* [EXERCISE]:
Reproduce the material below line for line, keeping every character unchanged.

(Source material)
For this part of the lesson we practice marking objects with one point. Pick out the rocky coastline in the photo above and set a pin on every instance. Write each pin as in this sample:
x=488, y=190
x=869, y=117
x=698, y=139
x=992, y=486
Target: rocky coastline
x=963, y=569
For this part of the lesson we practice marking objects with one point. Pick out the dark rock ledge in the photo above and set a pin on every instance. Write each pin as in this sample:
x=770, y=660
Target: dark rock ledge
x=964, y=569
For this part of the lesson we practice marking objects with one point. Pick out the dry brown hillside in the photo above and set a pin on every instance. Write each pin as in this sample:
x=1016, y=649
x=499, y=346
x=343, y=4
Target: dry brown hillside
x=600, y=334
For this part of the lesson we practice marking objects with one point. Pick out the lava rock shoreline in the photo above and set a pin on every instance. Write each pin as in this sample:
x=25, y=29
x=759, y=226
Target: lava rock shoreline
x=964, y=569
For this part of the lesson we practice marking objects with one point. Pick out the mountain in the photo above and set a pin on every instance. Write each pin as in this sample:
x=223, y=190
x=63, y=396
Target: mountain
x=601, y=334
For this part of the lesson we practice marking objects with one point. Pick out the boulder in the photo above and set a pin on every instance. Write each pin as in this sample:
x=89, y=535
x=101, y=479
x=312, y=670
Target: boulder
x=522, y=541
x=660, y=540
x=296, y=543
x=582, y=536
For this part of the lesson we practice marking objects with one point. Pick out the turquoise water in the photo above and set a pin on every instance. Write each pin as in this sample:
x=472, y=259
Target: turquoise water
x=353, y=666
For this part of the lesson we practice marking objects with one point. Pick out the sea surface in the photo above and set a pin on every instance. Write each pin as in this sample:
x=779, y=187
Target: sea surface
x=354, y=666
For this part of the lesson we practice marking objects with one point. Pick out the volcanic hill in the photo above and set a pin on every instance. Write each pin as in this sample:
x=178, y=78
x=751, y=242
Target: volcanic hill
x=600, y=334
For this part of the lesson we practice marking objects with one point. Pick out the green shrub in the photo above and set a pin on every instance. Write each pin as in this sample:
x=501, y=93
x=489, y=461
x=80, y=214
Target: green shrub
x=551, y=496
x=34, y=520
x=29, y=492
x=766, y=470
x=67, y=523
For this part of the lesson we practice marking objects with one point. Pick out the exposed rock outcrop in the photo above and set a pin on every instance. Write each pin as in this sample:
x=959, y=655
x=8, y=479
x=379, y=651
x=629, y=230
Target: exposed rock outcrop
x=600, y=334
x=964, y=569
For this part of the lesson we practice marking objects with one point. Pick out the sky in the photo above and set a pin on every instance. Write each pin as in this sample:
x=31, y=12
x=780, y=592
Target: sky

* [TASK ANSWER]:
For this part of the lesson we practice marking objects with one point. Pick out the rocky coastline in the photo above and set a pin on every instance. Write each pin as in this sample:
x=488, y=190
x=869, y=117
x=698, y=139
x=992, y=486
Target: rocky coastline
x=963, y=569
For this part of the lesson we practice marking objects with one point. Pick out the dark rock ledge in the photo above and set a pin on every instance. Write each pin as in this sample:
x=770, y=660
Target: dark rock ledge
x=964, y=569
For this part of the lesson we practice marking objects with one point. Pick out the dry brown hillside in the photo above and set a pin on every instance. Write each pin as in this sample:
x=1016, y=649
x=499, y=346
x=343, y=4
Target: dry brown hillside
x=600, y=334
For this part of the lesson we practice marking objects with one point. Pick out the lava rock shoreline in the photo above and set a pin on every instance. Write each pin as in this sample:
x=25, y=29
x=759, y=226
Target: lava rock shoreline
x=964, y=569
For this part of the lesson we practice marking objects with one point. Pick out the mountain in the photo above and set a pin on every instance. Write each pin as in this sample:
x=223, y=190
x=63, y=396
Target: mountain
x=601, y=334
For this part of the lesson we practice marking objects with one point. Pick out the boulder in the photo above and set a pin on every instance. Write each pin as in this sample:
x=89, y=535
x=101, y=479
x=312, y=670
Target: boulder
x=522, y=541
x=660, y=540
x=296, y=543
x=582, y=536
For this part of the lesson we practice marking objects with one point. Pick out the turquoise water in the photo above and set a pin on every instance. Write each pin as in this sample:
x=472, y=259
Target: turquoise water
x=353, y=666
For this part of the lesson we practice marking objects with one point. Pick out the sea surface in the photo above and set a pin on every instance. Write each pin as in this sample:
x=779, y=187
Target: sea surface
x=354, y=666
For this part of the lesson we practice marking objects with one point. Pick out the volcanic hill in the photo above and set a pin on every instance. Write each pin as in this sample:
x=178, y=78
x=751, y=242
Target: volcanic hill
x=600, y=334
For this part of the lesson we practice marking objects with one point. Pick out the green shrub in the photo above and set a pin on every instance. Write each pin as in this sample:
x=501, y=93
x=489, y=461
x=80, y=214
Target: green shrub
x=551, y=496
x=34, y=520
x=29, y=492
x=766, y=470
x=67, y=523
For this part of the lesson we practice marking objects with one point. Pick out the exposed rock outcrop in the photo above and set a pin on every instance. Write each pin as in this sample:
x=959, y=655
x=8, y=479
x=379, y=651
x=629, y=230
Target: exposed rock outcrop
x=600, y=334
x=964, y=569
For this part of the lesson we practice marking objects with one point. Pick out the sky in the photo above and set a pin on every instance. Write each pin as in this sample:
x=31, y=12
x=780, y=592
Target: sky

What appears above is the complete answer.